What to produce: Output all of the rows below word for word, leaving out the pictures.

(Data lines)
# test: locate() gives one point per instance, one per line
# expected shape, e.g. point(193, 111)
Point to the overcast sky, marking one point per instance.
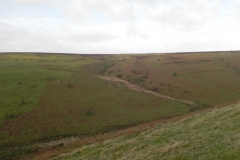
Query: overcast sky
point(119, 26)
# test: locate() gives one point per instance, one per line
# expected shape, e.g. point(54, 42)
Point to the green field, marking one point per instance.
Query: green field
point(209, 135)
point(47, 97)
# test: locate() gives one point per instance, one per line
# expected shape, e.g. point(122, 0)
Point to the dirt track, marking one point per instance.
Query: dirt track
point(140, 89)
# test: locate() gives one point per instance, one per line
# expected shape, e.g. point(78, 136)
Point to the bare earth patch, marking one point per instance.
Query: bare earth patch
point(140, 89)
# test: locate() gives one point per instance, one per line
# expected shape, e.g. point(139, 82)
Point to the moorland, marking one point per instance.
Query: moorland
point(48, 97)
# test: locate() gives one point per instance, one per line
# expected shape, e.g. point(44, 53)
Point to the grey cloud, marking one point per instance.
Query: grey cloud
point(90, 37)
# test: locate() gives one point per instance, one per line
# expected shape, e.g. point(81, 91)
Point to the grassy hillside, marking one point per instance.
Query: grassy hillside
point(45, 97)
point(209, 135)
point(210, 78)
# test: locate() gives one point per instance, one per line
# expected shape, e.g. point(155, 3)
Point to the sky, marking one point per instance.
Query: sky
point(119, 26)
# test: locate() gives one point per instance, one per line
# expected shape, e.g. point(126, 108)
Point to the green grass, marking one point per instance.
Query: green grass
point(46, 97)
point(209, 135)
point(207, 78)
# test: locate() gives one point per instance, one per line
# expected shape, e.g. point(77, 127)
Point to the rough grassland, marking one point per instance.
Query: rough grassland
point(207, 78)
point(209, 135)
point(46, 97)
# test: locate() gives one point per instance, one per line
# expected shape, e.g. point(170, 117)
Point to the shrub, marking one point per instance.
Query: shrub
point(11, 115)
point(89, 112)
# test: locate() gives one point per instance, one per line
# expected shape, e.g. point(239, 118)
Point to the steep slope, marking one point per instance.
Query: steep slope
point(208, 135)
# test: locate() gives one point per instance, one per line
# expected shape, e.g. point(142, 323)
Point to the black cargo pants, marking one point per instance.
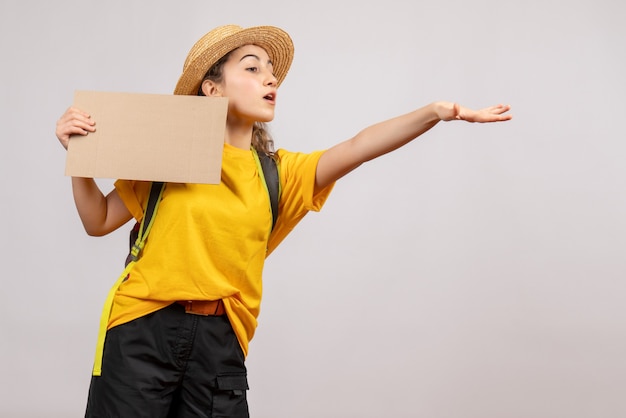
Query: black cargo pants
point(170, 364)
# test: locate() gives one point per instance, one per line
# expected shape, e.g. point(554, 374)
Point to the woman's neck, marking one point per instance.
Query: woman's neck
point(239, 136)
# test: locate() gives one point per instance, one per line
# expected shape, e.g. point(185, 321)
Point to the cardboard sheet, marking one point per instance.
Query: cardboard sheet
point(149, 137)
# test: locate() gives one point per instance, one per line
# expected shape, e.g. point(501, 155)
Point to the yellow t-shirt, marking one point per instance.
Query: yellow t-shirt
point(210, 242)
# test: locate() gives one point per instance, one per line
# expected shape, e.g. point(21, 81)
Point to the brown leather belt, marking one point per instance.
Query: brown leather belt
point(204, 307)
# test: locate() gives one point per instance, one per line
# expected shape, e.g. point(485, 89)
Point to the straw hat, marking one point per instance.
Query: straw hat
point(220, 41)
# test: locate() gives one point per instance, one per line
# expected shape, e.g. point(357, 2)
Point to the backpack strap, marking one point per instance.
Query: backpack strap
point(271, 179)
point(139, 233)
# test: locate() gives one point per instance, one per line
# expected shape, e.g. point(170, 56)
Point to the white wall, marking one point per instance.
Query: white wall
point(478, 272)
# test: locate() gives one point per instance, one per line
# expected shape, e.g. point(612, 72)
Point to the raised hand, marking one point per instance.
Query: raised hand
point(454, 111)
point(73, 122)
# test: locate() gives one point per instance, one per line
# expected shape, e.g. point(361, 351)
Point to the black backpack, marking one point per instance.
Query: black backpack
point(139, 232)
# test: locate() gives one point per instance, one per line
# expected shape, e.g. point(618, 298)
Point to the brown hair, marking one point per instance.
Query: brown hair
point(261, 139)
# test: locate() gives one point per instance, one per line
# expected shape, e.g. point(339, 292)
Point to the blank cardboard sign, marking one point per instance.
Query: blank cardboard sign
point(149, 137)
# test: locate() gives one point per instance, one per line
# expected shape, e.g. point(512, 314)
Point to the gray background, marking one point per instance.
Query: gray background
point(477, 272)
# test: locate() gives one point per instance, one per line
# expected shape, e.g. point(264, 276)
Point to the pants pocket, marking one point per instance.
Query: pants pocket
point(230, 398)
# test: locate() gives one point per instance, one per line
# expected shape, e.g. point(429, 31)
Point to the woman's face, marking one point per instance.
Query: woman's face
point(249, 83)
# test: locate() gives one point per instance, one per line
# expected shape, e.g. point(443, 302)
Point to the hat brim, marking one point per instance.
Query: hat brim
point(275, 41)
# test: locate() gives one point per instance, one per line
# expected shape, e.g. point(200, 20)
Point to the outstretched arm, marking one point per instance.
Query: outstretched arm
point(100, 214)
point(390, 135)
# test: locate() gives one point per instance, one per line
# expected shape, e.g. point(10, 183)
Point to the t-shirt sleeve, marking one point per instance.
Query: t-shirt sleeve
point(298, 194)
point(133, 194)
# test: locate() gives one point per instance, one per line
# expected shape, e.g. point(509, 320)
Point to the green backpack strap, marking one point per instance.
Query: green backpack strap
point(140, 231)
point(271, 178)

Complete answer:
# test: locate() gives one point per instance, one per line
# expected shape, e.g. point(193, 111)
Point to the overcast sky, marking one point per instance.
Query: overcast sky
point(119, 26)
# test: locate() gives one point per instance, one per line
# expected shape, e.g. point(54, 42)
Point to the green field, marking one point per instance.
Query: green field
point(209, 135)
point(47, 97)
# test: locate() gives one point per instance, one per line
# expected shape, e.g. point(122, 0)
Point to the dirt track, marking one point per instance.
Query: dirt track
point(140, 89)
# test: locate() gives one point per instance, one per line
# expected shape, e.g. point(78, 136)
Point to the bare earth patch, marking one point per instance.
Query: bare earth patch
point(140, 89)
# test: locate() gives one point per instance, one per line
# expected shape, e.g. point(139, 82)
Point to the moorland, marking one point per instance.
Query: moorland
point(48, 97)
# test: locate() gives one point per instance, one per line
# expected shape, e.g. point(44, 53)
Point to the grey cloud, marking one point per instance.
Query: grey cloud
point(90, 37)
# test: locate() gives one point per instance, one per line
# expected shape, e.g. point(81, 91)
Point to the grassy hillside, marking one point per instance.
Query: grassy hillside
point(45, 97)
point(209, 135)
point(210, 78)
# test: locate() gives one point per instance, one per line
# expected shape, e.g. point(155, 3)
Point to the sky, marking one point per instance.
Query: sky
point(119, 26)
# test: locate() gives one point per instance, one per line
# expected shape, e.g. point(126, 108)
Point to the green grass, marking one point per instance.
Query: green grass
point(46, 97)
point(209, 135)
point(207, 78)
# test: locate() gives one point per instance, one per line
# expected shape, e.g. point(77, 127)
Point to the rough grassland, marking one point per instance.
Query: rough grassland
point(207, 78)
point(209, 135)
point(46, 97)
# test: locate() gives one point per instance, one per line
# expected shape, e.g. point(170, 117)
Point to the shrub, marking one point per instance.
Query: shrub
point(11, 115)
point(89, 112)
# test: locate() gives one point per instance, one per line
# expected shape, e.g. point(239, 118)
Point to the steep slope, marking one point per instance.
Query: steep slope
point(208, 135)
# test: locate() gives one point per instance, one per line
# expected shape, e.g. point(142, 323)
Point to the black cargo pants, marking one point per instance.
Query: black cargo pants
point(170, 364)
# test: locate() gives one point per instance, one per line
# expected shape, e.g. point(554, 374)
Point to the woman's neck, marking one point per instance.
Query: woman's neck
point(239, 136)
# test: locate() gives one point per instance, one per line
# expected shape, e.g. point(185, 321)
Point to the cardboard sheet, marking one point per instance.
Query: cardboard sheet
point(149, 137)
# test: locate() gives one point per instance, one per line
# expected shape, e.g. point(501, 155)
Point to the yellow t-shirt, marking one point per instance.
Query: yellow t-shirt
point(210, 242)
# test: locate() gives one point per instance, one per line
# expected shape, e.g. point(21, 81)
Point to the brown leather belt, marking one point per instance.
Query: brown leather belt
point(204, 307)
# test: locate() gives one point per instance, one per line
# expected shape, e.g. point(485, 89)
Point to the straw hat, marking one point per instance.
Query: straw hat
point(220, 41)
# test: locate() gives one point per instance, one per line
# expected shape, e.g. point(357, 2)
Point to the backpack strap, marking one point per instance.
Query: backpack strap
point(271, 179)
point(139, 233)
# test: locate() gives one point per instance, one per line
# expected shape, e.g. point(170, 56)
Point to the white wall, marking one point per instance.
Query: white wall
point(478, 272)
# test: locate() gives one point per instance, one per line
# expected shape, e.g. point(612, 72)
Point to the raised hand, marking one point per instance.
Query: raised hand
point(454, 111)
point(73, 122)
# test: locate() gives one point per instance, one per line
# expected shape, e.g. point(361, 351)
Point to the black backpack, marking one point per instance.
Query: black backpack
point(139, 232)
# test: locate() gives one point per instance, one per line
# expected shape, e.g. point(618, 298)
Point to the brown hair, marking one point per instance.
Query: brown hair
point(261, 139)
# test: locate() gives one point per instance, one per line
# expected shape, e.g. point(339, 292)
Point to the blank cardboard sign, marking one point per instance.
Query: blank cardboard sign
point(149, 137)
# test: locate() gives one point per instance, one per line
# expected shape, e.g. point(512, 314)
Point to the gray background, marking one point per instance.
Query: gray background
point(477, 272)
# test: locate() gives one point per instance, one per line
# expected shape, e.g. point(264, 276)
Point to the pants pocket, marking one point per instance.
Query: pants pocket
point(230, 398)
# test: locate() gives one point per instance, one per line
# expected shape, e.g. point(429, 31)
Point to the woman's face, marking one point per instance.
Query: woman's face
point(249, 83)
# test: locate() gives one point per instance, one per line
# expected shape, e.g. point(443, 302)
Point to the hat brim, marking one point per instance.
Query: hat brim
point(275, 41)
# test: locate() gives one point per instance, one per line
# expected shape, e.g. point(200, 20)
Point to the outstretched arm, marking one point per instance.
Query: outstretched arm
point(100, 214)
point(390, 135)
# test: locate() gives one point per instance, one per line
# expected shape, e.g. point(10, 183)
Point to the t-shirt sleeve, marking one point per instance.
Query: t-shirt sleeve
point(298, 194)
point(133, 194)
# test: locate() gives one point per instance, one per line
# expected shape, e.g. point(509, 320)
Point to the green backpack strap, marking one point per instance.
Query: green backpack strap
point(140, 231)
point(271, 178)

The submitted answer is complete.